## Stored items
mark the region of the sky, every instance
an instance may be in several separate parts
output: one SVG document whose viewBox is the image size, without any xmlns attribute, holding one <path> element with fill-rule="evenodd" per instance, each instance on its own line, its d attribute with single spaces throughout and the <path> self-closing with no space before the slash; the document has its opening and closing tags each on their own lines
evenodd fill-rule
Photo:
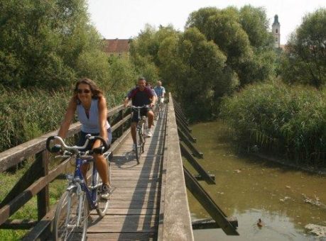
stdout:
<svg viewBox="0 0 326 241">
<path fill-rule="evenodd" d="M 305 15 L 326 8 L 326 0 L 87 0 L 87 3 L 92 23 L 107 39 L 136 37 L 146 23 L 156 28 L 172 24 L 183 31 L 189 15 L 203 7 L 240 9 L 248 4 L 263 7 L 271 29 L 274 16 L 278 16 L 281 44 L 286 43 Z"/>
</svg>

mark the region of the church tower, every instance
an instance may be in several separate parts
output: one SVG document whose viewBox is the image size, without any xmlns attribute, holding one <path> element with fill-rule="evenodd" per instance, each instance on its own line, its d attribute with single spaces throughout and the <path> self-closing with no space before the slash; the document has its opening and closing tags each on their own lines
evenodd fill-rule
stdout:
<svg viewBox="0 0 326 241">
<path fill-rule="evenodd" d="M 274 23 L 272 25 L 272 33 L 274 38 L 274 47 L 280 47 L 280 23 L 278 23 L 278 16 L 274 16 Z"/>
</svg>

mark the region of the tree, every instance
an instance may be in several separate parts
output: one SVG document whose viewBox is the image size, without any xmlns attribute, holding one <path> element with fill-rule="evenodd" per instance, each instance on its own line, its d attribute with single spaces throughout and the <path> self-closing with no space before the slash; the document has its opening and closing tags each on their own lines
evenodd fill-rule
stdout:
<svg viewBox="0 0 326 241">
<path fill-rule="evenodd" d="M 224 52 L 227 66 L 237 73 L 241 86 L 273 74 L 275 55 L 263 9 L 200 9 L 188 18 L 186 27 L 190 26 Z"/>
<path fill-rule="evenodd" d="M 0 84 L 4 86 L 66 86 L 85 74 L 80 55 L 99 53 L 101 60 L 101 38 L 89 24 L 85 0 L 0 4 Z"/>
<path fill-rule="evenodd" d="M 292 33 L 283 57 L 282 77 L 289 83 L 320 88 L 326 82 L 326 9 L 307 14 Z"/>
</svg>

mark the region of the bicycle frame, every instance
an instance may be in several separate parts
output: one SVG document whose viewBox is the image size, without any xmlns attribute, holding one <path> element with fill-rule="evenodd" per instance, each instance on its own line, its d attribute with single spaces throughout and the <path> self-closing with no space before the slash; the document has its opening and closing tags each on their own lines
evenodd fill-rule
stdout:
<svg viewBox="0 0 326 241">
<path fill-rule="evenodd" d="M 77 188 L 78 189 L 79 188 L 78 186 L 80 186 L 80 189 L 83 191 L 86 194 L 86 197 L 87 198 L 88 203 L 89 204 L 90 209 L 95 209 L 97 207 L 96 201 L 97 201 L 97 191 L 96 191 L 96 188 L 97 186 L 94 186 L 94 185 L 95 185 L 96 177 L 97 177 L 97 175 L 98 174 L 97 170 L 96 168 L 93 168 L 93 172 L 92 174 L 92 186 L 90 187 L 90 190 L 88 188 L 86 184 L 87 181 L 85 181 L 84 176 L 82 175 L 82 171 L 80 170 L 80 167 L 82 164 L 85 164 L 86 163 L 90 163 L 92 162 L 94 162 L 93 159 L 92 160 L 85 160 L 85 159 L 82 159 L 78 156 L 76 157 L 76 169 L 75 169 L 74 176 L 71 180 L 68 179 L 68 180 L 72 183 L 72 184 L 70 184 L 68 188 L 67 189 L 67 190 L 70 190 L 74 188 L 75 186 L 77 186 Z"/>
</svg>

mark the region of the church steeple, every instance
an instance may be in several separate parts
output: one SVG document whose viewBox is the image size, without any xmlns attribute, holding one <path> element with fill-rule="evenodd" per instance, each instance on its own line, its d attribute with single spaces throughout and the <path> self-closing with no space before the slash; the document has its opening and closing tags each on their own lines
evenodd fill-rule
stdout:
<svg viewBox="0 0 326 241">
<path fill-rule="evenodd" d="M 278 16 L 276 14 L 274 16 L 274 23 L 272 25 L 272 33 L 274 38 L 274 47 L 280 47 L 280 23 L 278 22 Z"/>
</svg>

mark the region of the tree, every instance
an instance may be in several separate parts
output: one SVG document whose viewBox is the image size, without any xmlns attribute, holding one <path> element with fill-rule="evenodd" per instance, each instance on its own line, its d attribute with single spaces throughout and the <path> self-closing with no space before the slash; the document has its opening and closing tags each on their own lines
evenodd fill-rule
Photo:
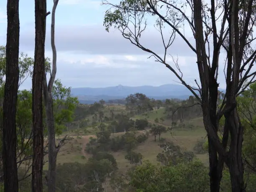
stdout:
<svg viewBox="0 0 256 192">
<path fill-rule="evenodd" d="M 44 104 L 46 109 L 47 125 L 48 132 L 48 158 L 49 167 L 47 175 L 47 185 L 49 192 L 56 191 L 56 161 L 57 154 L 59 150 L 60 146 L 56 146 L 55 142 L 55 129 L 54 114 L 54 100 L 52 90 L 57 70 L 57 53 L 55 44 L 55 11 L 59 3 L 59 0 L 54 0 L 54 5 L 51 13 L 51 43 L 52 49 L 52 68 L 50 73 L 51 77 L 47 84 L 46 72 L 44 68 L 44 74 L 43 77 L 43 91 Z M 46 5 L 46 3 L 45 3 Z M 46 10 L 45 10 L 46 13 Z"/>
<path fill-rule="evenodd" d="M 46 0 L 35 0 L 36 44 L 32 77 L 33 162 L 32 170 L 32 191 L 34 192 L 43 191 L 44 127 L 42 102 L 45 67 L 46 17 Z"/>
<path fill-rule="evenodd" d="M 244 191 L 243 127 L 237 112 L 236 97 L 256 76 L 252 67 L 256 59 L 256 51 L 252 48 L 255 40 L 253 31 L 255 28 L 255 1 L 211 0 L 208 4 L 202 0 L 122 0 L 118 5 L 107 1 L 105 3 L 112 5 L 105 15 L 106 30 L 108 31 L 114 26 L 125 38 L 163 64 L 201 105 L 209 143 L 211 191 L 220 191 L 224 162 L 230 174 L 232 191 Z M 156 18 L 155 26 L 163 44 L 163 56 L 141 42 L 141 37 L 147 30 L 149 20 L 146 19 L 153 16 Z M 182 33 L 185 30 L 186 33 Z M 165 32 L 170 31 L 170 36 L 166 38 Z M 194 37 L 193 42 L 187 36 L 189 34 Z M 199 84 L 198 80 L 195 79 L 197 88 L 184 81 L 177 60 L 172 57 L 175 69 L 166 59 L 168 48 L 177 34 L 197 56 L 200 82 Z M 221 51 L 225 59 L 223 71 L 219 67 Z M 224 99 L 217 108 L 218 77 L 222 71 L 225 73 L 226 90 Z M 223 115 L 225 122 L 224 136 L 220 139 L 218 132 L 220 120 Z M 228 148 L 229 138 L 231 144 Z"/>
<path fill-rule="evenodd" d="M 136 164 L 139 163 L 142 164 L 143 158 L 143 156 L 140 153 L 136 153 L 132 151 L 128 151 L 125 156 L 125 159 L 128 160 L 131 164 Z"/>
<path fill-rule="evenodd" d="M 163 118 L 162 117 L 161 117 L 160 119 L 159 119 L 160 120 L 161 120 L 161 121 L 162 122 L 162 123 L 164 123 L 164 118 Z"/>
<path fill-rule="evenodd" d="M 18 191 L 16 149 L 16 111 L 19 83 L 19 1 L 8 0 L 2 139 L 5 192 Z"/>
<path fill-rule="evenodd" d="M 150 132 L 155 136 L 155 141 L 156 141 L 156 137 L 157 135 L 159 136 L 159 140 L 160 141 L 160 137 L 163 133 L 167 131 L 166 128 L 162 125 L 154 125 L 151 128 Z"/>
<path fill-rule="evenodd" d="M 130 175 L 129 185 L 134 191 L 209 191 L 207 168 L 197 161 L 171 166 L 146 161 Z"/>
<path fill-rule="evenodd" d="M 149 132 L 155 136 L 155 142 L 156 142 L 156 136 L 158 134 L 158 130 L 156 125 L 154 124 L 153 126 L 152 126 L 151 129 L 149 130 Z"/>
</svg>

## Your instructions
Return every line of the material above that contains the string "church", matching case exactly.

## Result below
mark the region of the church tower, every instance
mark the region of the church steeple, every instance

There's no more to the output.